* Your goal
Reproduce each of the records below, replacing "practice" with "exercise" at every occurrence and changing nothing else.
==============================
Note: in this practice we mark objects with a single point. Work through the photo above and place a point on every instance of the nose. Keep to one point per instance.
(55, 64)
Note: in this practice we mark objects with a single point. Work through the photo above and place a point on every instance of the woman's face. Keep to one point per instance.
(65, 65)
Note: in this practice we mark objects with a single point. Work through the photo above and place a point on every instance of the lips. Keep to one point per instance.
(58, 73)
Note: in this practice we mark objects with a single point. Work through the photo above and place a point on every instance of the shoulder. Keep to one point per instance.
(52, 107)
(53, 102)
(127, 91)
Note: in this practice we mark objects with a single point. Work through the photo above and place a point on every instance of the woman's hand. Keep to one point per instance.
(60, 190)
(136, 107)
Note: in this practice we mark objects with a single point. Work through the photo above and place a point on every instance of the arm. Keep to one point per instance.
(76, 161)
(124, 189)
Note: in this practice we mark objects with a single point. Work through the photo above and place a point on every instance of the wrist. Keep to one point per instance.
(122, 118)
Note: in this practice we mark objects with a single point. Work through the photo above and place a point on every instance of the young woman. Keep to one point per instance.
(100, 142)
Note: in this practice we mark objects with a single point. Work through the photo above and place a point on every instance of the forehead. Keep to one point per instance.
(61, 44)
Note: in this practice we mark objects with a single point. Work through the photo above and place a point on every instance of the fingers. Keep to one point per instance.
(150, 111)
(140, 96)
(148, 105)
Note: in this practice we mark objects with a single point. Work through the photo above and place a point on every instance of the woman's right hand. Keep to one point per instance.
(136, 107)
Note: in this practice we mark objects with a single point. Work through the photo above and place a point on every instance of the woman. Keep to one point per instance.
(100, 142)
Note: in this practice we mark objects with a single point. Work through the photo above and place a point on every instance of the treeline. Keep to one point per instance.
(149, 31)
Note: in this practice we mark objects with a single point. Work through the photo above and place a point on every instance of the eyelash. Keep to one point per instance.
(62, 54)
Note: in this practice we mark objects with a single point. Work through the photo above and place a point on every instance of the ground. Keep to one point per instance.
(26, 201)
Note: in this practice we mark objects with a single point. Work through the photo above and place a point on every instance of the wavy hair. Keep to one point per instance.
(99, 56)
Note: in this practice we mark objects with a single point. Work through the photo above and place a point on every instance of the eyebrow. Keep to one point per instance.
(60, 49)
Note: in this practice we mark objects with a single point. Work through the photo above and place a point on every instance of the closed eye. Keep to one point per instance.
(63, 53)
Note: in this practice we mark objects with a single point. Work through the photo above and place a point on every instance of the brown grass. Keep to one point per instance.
==============================
* Solution to this exercise
Note: in this exercise we mark objects with a single point. Work through the photo above and place a point on every instance of the nose. Keep to one point per instance.
(55, 64)
Note: in this exercise we mark objects with a single point. Work through the photo above and place a point on every instance of the woman's face. Keep to one point per instance.
(65, 65)
Note: in this exercise we mark objects with a single point. Work through the photo above and place a point on every instance of the lips. Keep to one point per instance.
(58, 73)
Note: in this exercise we mark objects with a single point. Work through the photo above and place a point on every instance of the shoulder. Keep to one point per instance.
(52, 107)
(53, 102)
(127, 91)
Note: in this exercise we mark objects with a single point. Work through the photo above and place a point on every instance of the woman's hand. Keep to one point per instance.
(60, 190)
(136, 107)
Note: in this exercise we mark objects with a single point. Work through the photo above and place a point on every instance of the arm. Keep to one point per instance.
(76, 161)
(124, 189)
Note: in this exercise we mark objects with a single point. Work through the photo above and place a point on every instance of the wrist. Keep to one point per instance.
(122, 118)
Note: in this exercise we mark objects with a single point. Work through the photo above and place a point on every instance of the young woman. Keep to one point per instance.
(100, 142)
Note: in this exercise we mark objects with a single point. Work through the photo above and place a point on every instance of the forehead. Keep to one point per instance.
(61, 44)
Note: in this exercise we mark objects with a single point. Work through the photo above and place a point on every instance of the fingers. Keep to one point per instance.
(150, 111)
(140, 96)
(148, 105)
Note: in this exercise we mark objects with a single point. Work through the photo above and place a point on every instance of the woman's right hand. Keep to one point per instance.
(136, 107)
Note: in this exercise we mark objects with a single point. Work through the photo above and place a point on every instance of the woman. Keep to one point per instance.
(100, 142)
Note: in this exercise we mark objects with a single point. Work through the photo above and place a point on every instance of the treeline. Keep to one point per instance.
(149, 31)
Note: in this exercise we mark objects with a single point. Work through the photo above and place a point on every instance of the eyelash. Keep to one point per instance.
(62, 54)
Note: in this exercise we mark objects with a single point. Work through the photo above and place a point on every instance of the ground. Keep to one point per instance.
(26, 201)
Note: in this exercise we mark objects with a single point. Work through the photo above and place a point on every instance of the wavy hair. Keep to one point per instance.
(99, 56)
Note: in this exercise we mark objects with a single point. Work through the photo above and place a point on every instance of the eyebrow. Keep to one point per instance.
(60, 49)
Note: in this exercise we mark objects with a single point. Work through the photo above and place a point on every instance of the closed eye. Keep to one point per instance.
(63, 53)
Note: in this exercise we mark objects with a single point. Work through the photo above and place a point on every instance of the brown grass. Keep to one point per instance.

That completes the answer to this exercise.